TASK STATEMENT: Count the lines in the listing below that contain the word "soil". Reply with that number alone.
--- --- ---
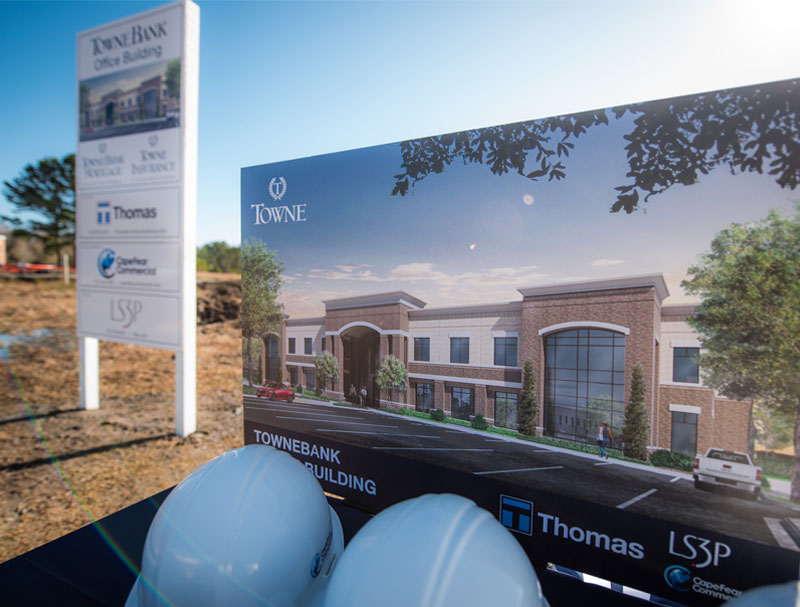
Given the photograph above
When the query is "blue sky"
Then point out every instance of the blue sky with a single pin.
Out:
(289, 80)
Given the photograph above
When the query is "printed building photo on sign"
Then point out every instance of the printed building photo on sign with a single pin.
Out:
(584, 323)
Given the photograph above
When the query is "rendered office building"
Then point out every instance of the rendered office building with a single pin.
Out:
(583, 340)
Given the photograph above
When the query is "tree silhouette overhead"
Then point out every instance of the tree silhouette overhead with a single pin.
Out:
(673, 142)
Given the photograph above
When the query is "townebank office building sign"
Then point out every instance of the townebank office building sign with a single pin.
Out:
(465, 257)
(136, 177)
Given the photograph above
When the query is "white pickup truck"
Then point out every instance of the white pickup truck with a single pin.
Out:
(731, 469)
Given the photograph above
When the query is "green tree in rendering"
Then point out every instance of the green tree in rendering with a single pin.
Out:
(261, 282)
(327, 368)
(392, 375)
(748, 318)
(172, 76)
(84, 103)
(528, 405)
(44, 193)
(672, 142)
(634, 430)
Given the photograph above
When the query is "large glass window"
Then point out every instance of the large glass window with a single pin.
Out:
(459, 350)
(584, 383)
(422, 348)
(684, 365)
(684, 432)
(461, 403)
(505, 351)
(424, 397)
(505, 409)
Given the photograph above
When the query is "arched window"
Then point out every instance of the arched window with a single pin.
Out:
(584, 383)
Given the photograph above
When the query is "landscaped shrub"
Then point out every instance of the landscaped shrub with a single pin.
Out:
(437, 415)
(670, 459)
(479, 423)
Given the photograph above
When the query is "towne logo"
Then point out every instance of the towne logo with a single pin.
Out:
(518, 515)
(279, 214)
(136, 35)
(125, 311)
(120, 213)
(109, 264)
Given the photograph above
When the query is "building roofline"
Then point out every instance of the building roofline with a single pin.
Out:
(687, 308)
(601, 284)
(375, 299)
(468, 309)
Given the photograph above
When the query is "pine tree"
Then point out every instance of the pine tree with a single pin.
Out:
(528, 407)
(634, 432)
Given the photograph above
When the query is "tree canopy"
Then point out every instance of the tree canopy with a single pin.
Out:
(44, 196)
(749, 316)
(261, 283)
(672, 142)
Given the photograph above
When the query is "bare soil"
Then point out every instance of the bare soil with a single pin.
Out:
(61, 467)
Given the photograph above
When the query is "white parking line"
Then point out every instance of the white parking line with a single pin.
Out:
(780, 534)
(633, 500)
(333, 421)
(374, 433)
(430, 449)
(520, 470)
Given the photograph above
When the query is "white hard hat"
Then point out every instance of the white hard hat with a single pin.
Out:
(250, 527)
(434, 550)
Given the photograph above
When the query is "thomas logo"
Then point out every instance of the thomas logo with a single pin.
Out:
(105, 263)
(277, 188)
(678, 577)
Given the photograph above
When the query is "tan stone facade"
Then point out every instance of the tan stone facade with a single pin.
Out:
(471, 357)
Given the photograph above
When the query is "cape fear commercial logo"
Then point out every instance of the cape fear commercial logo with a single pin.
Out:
(277, 188)
(678, 577)
(105, 263)
(294, 213)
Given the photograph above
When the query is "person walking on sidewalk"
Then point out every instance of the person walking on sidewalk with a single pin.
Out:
(604, 439)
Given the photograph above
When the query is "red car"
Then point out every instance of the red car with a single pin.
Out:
(276, 391)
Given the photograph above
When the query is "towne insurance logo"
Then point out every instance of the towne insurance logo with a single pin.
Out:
(286, 213)
(109, 264)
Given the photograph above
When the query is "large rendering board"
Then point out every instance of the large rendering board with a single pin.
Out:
(430, 289)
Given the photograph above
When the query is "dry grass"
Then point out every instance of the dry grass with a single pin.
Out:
(61, 467)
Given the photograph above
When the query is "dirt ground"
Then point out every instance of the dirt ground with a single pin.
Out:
(60, 467)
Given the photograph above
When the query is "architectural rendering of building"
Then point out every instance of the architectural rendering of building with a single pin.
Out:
(583, 339)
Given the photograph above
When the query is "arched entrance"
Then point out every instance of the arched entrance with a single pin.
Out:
(584, 382)
(361, 349)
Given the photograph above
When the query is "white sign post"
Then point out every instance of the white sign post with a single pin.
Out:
(136, 198)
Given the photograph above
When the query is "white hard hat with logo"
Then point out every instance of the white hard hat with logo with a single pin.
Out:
(250, 527)
(434, 550)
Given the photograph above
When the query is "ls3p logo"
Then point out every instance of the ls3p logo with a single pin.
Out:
(105, 263)
(277, 188)
(126, 311)
(678, 577)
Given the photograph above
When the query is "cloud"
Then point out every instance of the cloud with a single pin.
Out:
(605, 261)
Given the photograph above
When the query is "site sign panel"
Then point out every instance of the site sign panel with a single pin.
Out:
(504, 313)
(136, 171)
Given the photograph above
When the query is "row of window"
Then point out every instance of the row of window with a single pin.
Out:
(505, 350)
(462, 404)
--- --- ---
CORRECT RESPONSE: 2